Working data START

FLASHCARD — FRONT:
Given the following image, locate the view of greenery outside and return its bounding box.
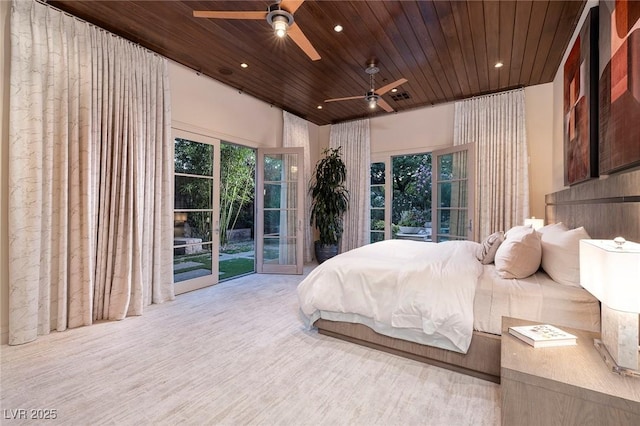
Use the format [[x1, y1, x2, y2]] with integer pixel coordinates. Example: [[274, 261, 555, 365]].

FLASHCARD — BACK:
[[391, 153, 432, 238], [370, 162, 385, 243], [220, 144, 255, 249], [218, 143, 256, 279]]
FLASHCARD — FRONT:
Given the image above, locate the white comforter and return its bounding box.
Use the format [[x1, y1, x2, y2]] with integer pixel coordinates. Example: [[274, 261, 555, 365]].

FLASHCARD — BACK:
[[297, 239, 483, 353]]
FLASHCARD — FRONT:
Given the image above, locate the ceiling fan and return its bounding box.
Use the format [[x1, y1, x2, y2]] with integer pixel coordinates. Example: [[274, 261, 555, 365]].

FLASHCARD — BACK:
[[193, 0, 320, 61], [324, 63, 408, 112]]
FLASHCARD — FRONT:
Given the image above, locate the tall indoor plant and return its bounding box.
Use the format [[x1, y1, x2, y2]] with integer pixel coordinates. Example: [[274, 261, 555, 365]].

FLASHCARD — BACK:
[[309, 147, 349, 263]]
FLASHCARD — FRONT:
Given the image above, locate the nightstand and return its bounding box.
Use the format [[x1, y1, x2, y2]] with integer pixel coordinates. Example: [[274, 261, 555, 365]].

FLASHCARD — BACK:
[[501, 317, 640, 425]]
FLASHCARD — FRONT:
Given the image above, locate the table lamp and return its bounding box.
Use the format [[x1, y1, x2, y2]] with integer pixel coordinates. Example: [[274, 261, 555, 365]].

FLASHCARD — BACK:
[[524, 217, 544, 230], [580, 238, 640, 376]]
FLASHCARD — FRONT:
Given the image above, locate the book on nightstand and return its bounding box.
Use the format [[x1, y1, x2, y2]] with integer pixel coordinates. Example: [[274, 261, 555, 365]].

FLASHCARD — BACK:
[[508, 324, 577, 348]]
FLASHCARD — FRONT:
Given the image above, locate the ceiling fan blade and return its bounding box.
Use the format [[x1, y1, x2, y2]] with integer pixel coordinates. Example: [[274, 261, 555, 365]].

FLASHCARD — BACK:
[[287, 22, 321, 61], [377, 98, 395, 113], [375, 78, 408, 96], [324, 96, 363, 103], [193, 11, 267, 20], [280, 0, 305, 14]]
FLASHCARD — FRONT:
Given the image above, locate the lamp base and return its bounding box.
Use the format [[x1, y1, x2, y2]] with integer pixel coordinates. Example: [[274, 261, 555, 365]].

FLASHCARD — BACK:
[[593, 339, 640, 378]]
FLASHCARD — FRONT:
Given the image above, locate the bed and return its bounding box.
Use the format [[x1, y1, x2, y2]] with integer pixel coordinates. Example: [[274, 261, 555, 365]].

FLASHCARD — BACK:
[[298, 169, 640, 383], [298, 238, 600, 382]]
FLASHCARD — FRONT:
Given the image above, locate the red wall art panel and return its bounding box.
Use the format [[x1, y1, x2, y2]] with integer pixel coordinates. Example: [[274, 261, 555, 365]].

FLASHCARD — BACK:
[[564, 7, 599, 186], [599, 0, 640, 174]]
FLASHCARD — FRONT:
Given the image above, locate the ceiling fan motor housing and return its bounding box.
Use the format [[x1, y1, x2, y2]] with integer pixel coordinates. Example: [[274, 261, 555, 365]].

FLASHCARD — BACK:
[[365, 91, 379, 101], [266, 4, 294, 26]]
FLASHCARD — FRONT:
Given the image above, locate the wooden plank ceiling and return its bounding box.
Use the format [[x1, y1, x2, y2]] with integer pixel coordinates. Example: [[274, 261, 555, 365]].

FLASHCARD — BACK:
[[48, 0, 586, 126]]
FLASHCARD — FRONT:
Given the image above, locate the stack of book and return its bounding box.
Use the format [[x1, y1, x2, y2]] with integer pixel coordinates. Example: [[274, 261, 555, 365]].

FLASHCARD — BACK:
[[508, 324, 577, 348]]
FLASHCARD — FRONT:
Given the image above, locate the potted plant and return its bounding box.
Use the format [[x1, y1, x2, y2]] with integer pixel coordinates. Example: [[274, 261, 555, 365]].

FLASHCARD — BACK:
[[398, 209, 426, 234], [309, 147, 349, 263]]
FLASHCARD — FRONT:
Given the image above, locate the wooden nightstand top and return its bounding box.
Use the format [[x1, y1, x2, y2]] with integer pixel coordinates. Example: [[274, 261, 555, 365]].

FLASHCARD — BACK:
[[501, 316, 640, 415]]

Working data END

- [Exercise] How many of the listing's lines include "lamp"? State only that number.

- [Reply] 2